++++ Exercise material ++++

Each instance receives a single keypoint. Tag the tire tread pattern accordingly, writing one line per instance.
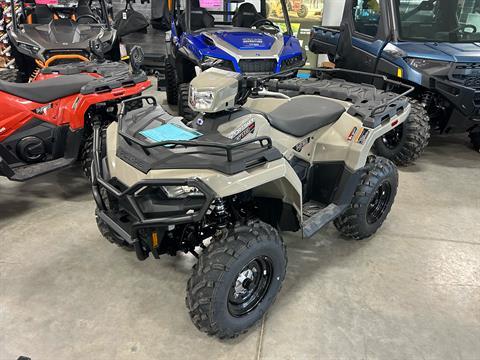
(207, 273)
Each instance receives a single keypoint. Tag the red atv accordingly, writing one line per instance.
(46, 125)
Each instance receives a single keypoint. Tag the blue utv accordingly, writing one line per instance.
(233, 35)
(433, 45)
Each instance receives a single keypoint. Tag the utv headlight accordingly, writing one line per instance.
(181, 192)
(201, 100)
(424, 65)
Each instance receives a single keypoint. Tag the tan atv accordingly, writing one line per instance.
(254, 165)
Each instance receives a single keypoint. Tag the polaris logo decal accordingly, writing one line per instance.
(252, 42)
(352, 134)
(299, 147)
(240, 133)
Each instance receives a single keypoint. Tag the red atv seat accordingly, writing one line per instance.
(46, 91)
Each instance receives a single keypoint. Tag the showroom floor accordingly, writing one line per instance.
(411, 292)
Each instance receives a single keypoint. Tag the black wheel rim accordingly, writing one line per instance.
(393, 138)
(250, 286)
(379, 203)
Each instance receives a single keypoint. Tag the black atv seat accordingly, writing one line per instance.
(304, 114)
(45, 91)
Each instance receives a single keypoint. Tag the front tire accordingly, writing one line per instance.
(236, 280)
(404, 144)
(372, 201)
(184, 109)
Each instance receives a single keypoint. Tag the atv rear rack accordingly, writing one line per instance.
(374, 110)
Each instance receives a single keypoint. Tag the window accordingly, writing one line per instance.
(439, 20)
(366, 17)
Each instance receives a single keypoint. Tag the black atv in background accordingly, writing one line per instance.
(45, 35)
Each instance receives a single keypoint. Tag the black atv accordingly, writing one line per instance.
(46, 35)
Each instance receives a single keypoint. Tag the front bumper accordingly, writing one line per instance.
(129, 218)
(5, 169)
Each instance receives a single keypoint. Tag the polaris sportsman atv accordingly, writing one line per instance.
(47, 35)
(249, 169)
(235, 36)
(46, 125)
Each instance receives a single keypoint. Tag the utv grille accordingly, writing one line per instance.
(253, 66)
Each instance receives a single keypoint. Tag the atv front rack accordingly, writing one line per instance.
(213, 151)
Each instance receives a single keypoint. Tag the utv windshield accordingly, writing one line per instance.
(207, 14)
(439, 20)
(41, 12)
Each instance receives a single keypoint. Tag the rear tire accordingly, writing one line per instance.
(171, 84)
(475, 139)
(110, 235)
(372, 201)
(11, 75)
(236, 280)
(86, 156)
(184, 109)
(404, 144)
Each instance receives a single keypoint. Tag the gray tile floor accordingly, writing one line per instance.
(411, 292)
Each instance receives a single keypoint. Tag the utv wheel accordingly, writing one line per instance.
(110, 235)
(372, 200)
(404, 144)
(475, 139)
(11, 75)
(236, 280)
(171, 84)
(303, 12)
(183, 109)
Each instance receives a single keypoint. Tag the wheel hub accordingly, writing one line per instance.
(250, 286)
(379, 203)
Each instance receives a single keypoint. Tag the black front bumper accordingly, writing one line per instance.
(128, 227)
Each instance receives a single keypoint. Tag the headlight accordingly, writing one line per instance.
(201, 100)
(181, 192)
(424, 65)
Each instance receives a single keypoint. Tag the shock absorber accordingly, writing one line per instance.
(427, 99)
(221, 215)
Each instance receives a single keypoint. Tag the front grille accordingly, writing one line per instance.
(254, 66)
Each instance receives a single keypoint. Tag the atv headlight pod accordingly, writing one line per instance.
(201, 100)
(428, 65)
(181, 192)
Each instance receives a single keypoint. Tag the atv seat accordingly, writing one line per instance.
(304, 114)
(246, 15)
(48, 90)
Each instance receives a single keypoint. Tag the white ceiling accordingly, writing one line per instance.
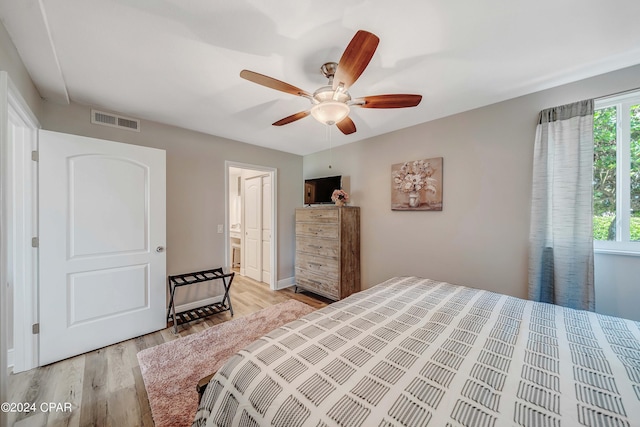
(178, 62)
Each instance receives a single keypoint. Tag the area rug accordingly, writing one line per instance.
(172, 370)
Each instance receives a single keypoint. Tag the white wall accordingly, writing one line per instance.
(618, 285)
(480, 238)
(195, 187)
(11, 63)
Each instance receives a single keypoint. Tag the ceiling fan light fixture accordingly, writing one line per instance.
(330, 112)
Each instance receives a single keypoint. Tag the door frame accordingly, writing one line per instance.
(18, 230)
(273, 173)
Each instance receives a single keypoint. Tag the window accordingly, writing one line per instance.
(616, 173)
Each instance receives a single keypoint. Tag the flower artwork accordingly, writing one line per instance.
(340, 197)
(417, 185)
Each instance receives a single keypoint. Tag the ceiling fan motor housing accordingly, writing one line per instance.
(330, 106)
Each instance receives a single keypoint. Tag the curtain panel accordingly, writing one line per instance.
(561, 236)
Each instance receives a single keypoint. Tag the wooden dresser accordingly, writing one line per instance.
(328, 250)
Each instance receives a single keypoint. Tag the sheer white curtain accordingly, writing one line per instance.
(561, 236)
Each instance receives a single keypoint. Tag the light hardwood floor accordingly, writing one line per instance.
(105, 386)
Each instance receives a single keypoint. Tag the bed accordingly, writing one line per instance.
(417, 352)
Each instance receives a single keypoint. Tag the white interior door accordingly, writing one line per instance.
(102, 237)
(253, 228)
(266, 229)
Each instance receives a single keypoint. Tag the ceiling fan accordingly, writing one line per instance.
(332, 103)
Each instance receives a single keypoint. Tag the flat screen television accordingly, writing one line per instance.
(318, 190)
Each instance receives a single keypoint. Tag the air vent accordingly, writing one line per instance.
(114, 120)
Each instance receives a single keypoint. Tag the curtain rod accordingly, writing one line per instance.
(616, 94)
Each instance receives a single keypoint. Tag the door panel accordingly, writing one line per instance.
(266, 229)
(253, 228)
(102, 216)
(95, 212)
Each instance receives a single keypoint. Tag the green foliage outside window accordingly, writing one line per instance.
(604, 173)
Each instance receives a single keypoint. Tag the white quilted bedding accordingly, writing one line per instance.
(415, 352)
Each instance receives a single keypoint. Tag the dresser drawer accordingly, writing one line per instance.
(315, 246)
(328, 231)
(318, 265)
(321, 285)
(317, 215)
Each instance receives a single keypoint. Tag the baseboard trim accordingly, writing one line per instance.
(285, 283)
(197, 304)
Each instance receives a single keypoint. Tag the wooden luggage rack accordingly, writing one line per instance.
(206, 310)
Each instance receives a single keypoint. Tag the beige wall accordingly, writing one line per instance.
(480, 237)
(195, 186)
(11, 63)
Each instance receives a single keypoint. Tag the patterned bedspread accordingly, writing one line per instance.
(415, 352)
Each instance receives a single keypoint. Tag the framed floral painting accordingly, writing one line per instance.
(417, 185)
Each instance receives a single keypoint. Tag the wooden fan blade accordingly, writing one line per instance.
(272, 83)
(292, 118)
(346, 126)
(387, 101)
(355, 59)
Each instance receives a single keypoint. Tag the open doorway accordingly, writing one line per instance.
(251, 221)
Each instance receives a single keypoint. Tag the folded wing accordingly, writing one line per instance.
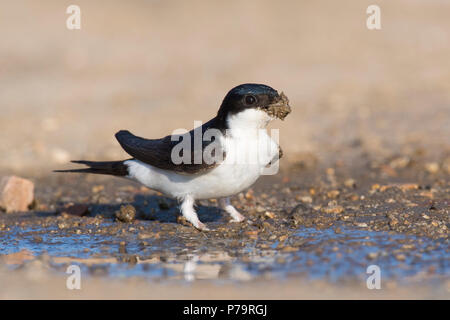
(158, 152)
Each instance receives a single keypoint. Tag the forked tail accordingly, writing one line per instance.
(115, 168)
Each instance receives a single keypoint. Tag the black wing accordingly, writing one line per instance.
(158, 152)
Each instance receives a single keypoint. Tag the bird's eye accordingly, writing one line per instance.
(250, 99)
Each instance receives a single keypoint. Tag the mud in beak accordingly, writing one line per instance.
(280, 108)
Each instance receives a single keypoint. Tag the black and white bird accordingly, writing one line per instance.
(238, 128)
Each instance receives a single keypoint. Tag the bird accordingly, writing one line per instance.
(210, 161)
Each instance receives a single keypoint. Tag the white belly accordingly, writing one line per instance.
(239, 171)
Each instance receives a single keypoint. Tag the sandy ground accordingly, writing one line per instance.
(372, 106)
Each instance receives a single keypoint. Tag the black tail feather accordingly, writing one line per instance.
(115, 168)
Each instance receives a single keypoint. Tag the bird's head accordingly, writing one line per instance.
(253, 105)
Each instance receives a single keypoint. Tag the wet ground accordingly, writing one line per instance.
(365, 171)
(309, 223)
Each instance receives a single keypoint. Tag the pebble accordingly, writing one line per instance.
(16, 194)
(350, 183)
(127, 213)
(432, 167)
(78, 210)
(333, 207)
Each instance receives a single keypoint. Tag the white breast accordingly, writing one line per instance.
(244, 162)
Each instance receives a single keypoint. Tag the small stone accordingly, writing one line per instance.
(78, 210)
(400, 257)
(432, 167)
(289, 249)
(98, 188)
(127, 213)
(16, 194)
(400, 162)
(372, 255)
(269, 214)
(60, 156)
(333, 194)
(350, 183)
(333, 207)
(163, 205)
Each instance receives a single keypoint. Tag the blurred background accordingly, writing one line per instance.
(154, 66)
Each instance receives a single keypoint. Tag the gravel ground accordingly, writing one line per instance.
(364, 179)
(315, 224)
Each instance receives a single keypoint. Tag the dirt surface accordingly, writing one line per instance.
(364, 180)
(308, 225)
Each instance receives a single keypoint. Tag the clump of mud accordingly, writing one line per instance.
(281, 108)
(126, 214)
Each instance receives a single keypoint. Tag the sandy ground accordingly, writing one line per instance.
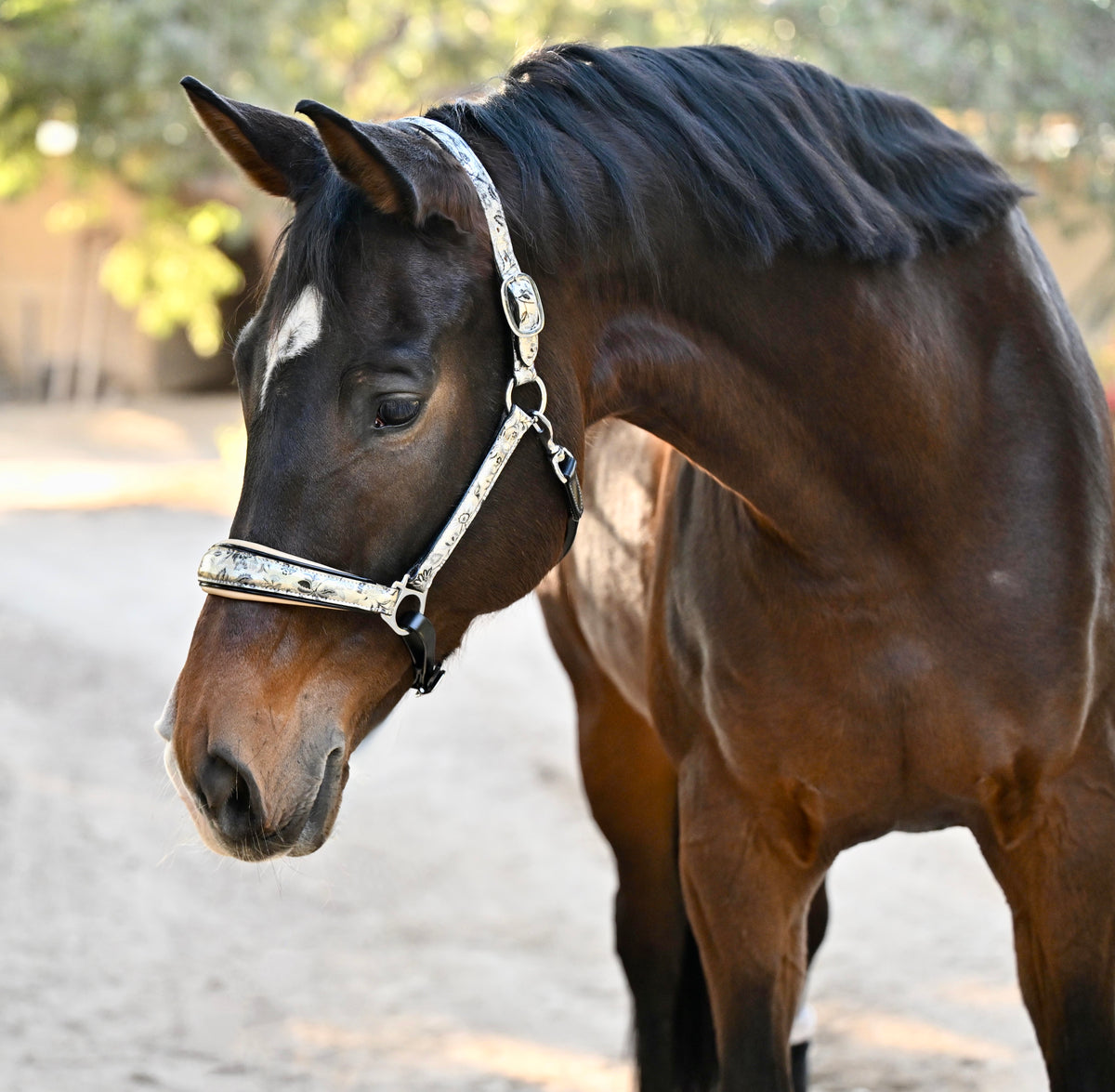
(453, 935)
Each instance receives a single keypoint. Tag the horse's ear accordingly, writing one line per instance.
(402, 173)
(279, 153)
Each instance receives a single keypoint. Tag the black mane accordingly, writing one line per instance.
(763, 153)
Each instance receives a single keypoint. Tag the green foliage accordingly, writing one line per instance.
(1030, 79)
(171, 274)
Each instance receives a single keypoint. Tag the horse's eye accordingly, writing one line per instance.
(396, 412)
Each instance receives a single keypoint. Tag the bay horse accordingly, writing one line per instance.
(885, 603)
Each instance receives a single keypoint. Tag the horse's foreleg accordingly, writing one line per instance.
(750, 870)
(633, 791)
(1052, 847)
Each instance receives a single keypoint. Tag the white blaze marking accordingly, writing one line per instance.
(299, 330)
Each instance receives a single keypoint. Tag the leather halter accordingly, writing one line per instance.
(249, 570)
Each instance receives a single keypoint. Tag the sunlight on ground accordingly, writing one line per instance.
(541, 1066)
(913, 1036)
(187, 454)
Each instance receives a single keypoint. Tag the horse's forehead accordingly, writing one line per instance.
(300, 329)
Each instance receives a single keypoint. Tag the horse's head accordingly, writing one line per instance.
(374, 379)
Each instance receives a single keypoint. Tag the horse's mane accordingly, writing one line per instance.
(759, 151)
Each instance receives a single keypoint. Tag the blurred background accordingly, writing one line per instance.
(455, 931)
(127, 244)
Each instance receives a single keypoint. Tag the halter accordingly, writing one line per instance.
(248, 570)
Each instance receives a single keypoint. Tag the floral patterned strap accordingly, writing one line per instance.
(518, 291)
(516, 427)
(246, 570)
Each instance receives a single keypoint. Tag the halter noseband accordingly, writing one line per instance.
(248, 570)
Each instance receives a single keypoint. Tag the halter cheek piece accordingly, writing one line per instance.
(248, 570)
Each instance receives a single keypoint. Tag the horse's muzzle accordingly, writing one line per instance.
(233, 817)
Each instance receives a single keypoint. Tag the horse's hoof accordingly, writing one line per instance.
(800, 1065)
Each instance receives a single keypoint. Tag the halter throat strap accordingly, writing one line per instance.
(238, 569)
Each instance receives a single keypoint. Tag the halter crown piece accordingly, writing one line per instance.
(248, 570)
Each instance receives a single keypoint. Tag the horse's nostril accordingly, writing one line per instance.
(226, 791)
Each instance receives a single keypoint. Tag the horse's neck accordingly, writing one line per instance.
(832, 397)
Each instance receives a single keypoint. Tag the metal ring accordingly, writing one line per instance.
(542, 394)
(405, 592)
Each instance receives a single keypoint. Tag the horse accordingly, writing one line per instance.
(885, 603)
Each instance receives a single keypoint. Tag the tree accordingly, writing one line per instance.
(1030, 79)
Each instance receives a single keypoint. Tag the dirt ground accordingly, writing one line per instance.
(453, 935)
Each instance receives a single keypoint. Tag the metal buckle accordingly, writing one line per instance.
(536, 379)
(406, 592)
(522, 305)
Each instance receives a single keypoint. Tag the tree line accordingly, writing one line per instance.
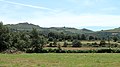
(35, 41)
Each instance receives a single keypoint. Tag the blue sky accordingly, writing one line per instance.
(92, 14)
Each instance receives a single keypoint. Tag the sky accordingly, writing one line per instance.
(91, 14)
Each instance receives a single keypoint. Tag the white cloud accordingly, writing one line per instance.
(26, 5)
(70, 20)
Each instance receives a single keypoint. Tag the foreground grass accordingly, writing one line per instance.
(60, 60)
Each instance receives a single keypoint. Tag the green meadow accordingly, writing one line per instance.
(60, 60)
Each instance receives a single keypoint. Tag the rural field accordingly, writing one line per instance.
(60, 60)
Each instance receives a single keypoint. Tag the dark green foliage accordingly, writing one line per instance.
(83, 37)
(37, 41)
(91, 38)
(102, 43)
(76, 43)
(65, 44)
(4, 37)
(115, 38)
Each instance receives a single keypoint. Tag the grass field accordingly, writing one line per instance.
(60, 60)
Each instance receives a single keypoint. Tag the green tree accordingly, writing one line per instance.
(115, 38)
(76, 43)
(83, 37)
(91, 38)
(37, 41)
(4, 37)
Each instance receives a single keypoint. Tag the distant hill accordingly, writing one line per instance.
(67, 30)
(113, 30)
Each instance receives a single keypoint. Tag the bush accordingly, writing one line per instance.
(76, 43)
(102, 43)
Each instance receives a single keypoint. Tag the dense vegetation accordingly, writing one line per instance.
(60, 60)
(33, 39)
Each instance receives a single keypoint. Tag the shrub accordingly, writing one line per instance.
(76, 43)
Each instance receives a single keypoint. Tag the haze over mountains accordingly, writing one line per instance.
(29, 26)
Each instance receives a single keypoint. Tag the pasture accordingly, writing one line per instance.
(60, 60)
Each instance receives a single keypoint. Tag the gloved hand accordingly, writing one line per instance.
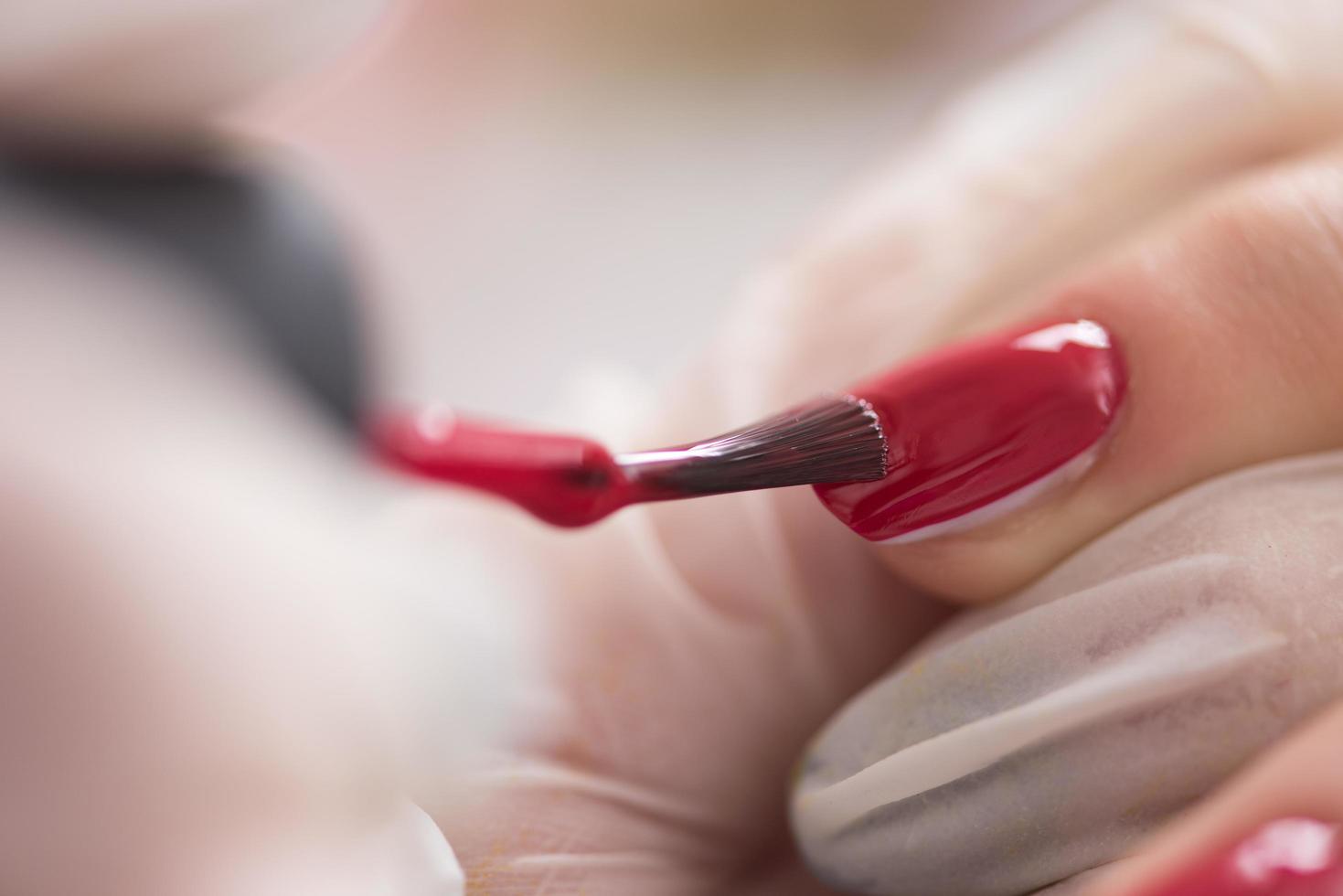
(226, 669)
(1162, 168)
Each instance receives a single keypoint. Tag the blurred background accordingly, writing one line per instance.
(549, 189)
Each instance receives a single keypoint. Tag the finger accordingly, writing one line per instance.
(1036, 739)
(1110, 123)
(214, 676)
(1214, 347)
(1271, 832)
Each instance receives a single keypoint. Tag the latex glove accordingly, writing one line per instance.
(225, 667)
(698, 644)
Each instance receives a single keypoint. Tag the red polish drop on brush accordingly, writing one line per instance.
(572, 481)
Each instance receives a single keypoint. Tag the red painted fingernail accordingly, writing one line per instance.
(1285, 858)
(978, 429)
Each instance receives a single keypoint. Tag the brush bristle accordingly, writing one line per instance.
(830, 440)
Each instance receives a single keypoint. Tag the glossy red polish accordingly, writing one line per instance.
(979, 427)
(564, 480)
(1285, 858)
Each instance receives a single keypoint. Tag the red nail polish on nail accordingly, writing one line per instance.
(1285, 858)
(976, 429)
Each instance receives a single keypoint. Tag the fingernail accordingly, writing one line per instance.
(979, 429)
(1284, 858)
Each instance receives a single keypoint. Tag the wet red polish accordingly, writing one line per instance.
(976, 423)
(1285, 858)
(563, 480)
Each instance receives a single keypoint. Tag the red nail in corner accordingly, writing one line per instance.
(1285, 858)
(973, 427)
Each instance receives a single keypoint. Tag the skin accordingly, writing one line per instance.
(1214, 260)
(690, 650)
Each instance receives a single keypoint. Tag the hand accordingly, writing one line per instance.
(698, 645)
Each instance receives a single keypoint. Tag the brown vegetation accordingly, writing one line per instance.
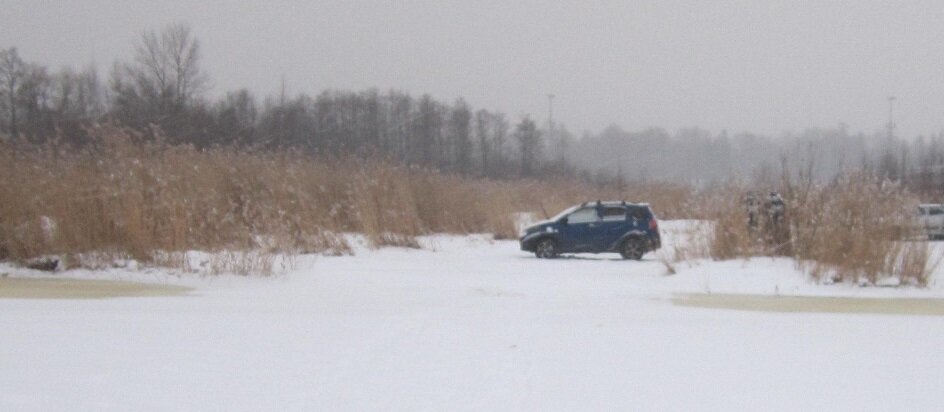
(124, 197)
(854, 229)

++++

Instructions for the task:
Please reproduce the rows from the line containing "Each instance receives a single keypoint. Tag the haze" through the line containing "(1284, 858)", inclusive, and leave out any pictures.

The solution:
Each instance receives a single keypoint. Tag the haze over mountains accordingly, writing one line per instance.
(29, 26)
Each instance receives a single keypoint. Tag the pasture accordingly, writing one line per instance.
(60, 60)
Each instance receives a single keypoint. Tag the gloved hand accordingly, writing one line per instance.
(226, 669)
(1162, 168)
Each instance receives a single keypoint. Tag the blurred background accordingly, writing one line per instance.
(549, 189)
Each instance receives a single keypoint. Tag the finger accordingly, writing one line per instance.
(1036, 739)
(1110, 123)
(214, 676)
(1214, 347)
(1271, 832)
Each instance receives a single keypoint. Tag the latex glove accordingly, writing one line per instance.
(225, 667)
(698, 644)
Each instance receives a single keypoint. Tag the red polish drop on brush accordingly, writing one line per instance.
(572, 481)
Each instance receives a single keypoint. Tag the red painted fingernail accordingly, writing one line per instance.
(1285, 858)
(978, 429)
Each instance receives a single keypoint. Tag the brush bristle accordingly, writing one line per instance.
(830, 440)
Each instance receives a single keypoint. Tag the glossy red polish accordingly, writing one line per instance.
(979, 427)
(564, 480)
(1285, 858)
Each instance receives a single keypoint. Tag the red nail polish on nail accordingly, writing one line per instance.
(1285, 858)
(976, 429)
Each instance receives a single keypoint. Tag the fingernail accordingly, writing one line per instance.
(979, 429)
(1284, 858)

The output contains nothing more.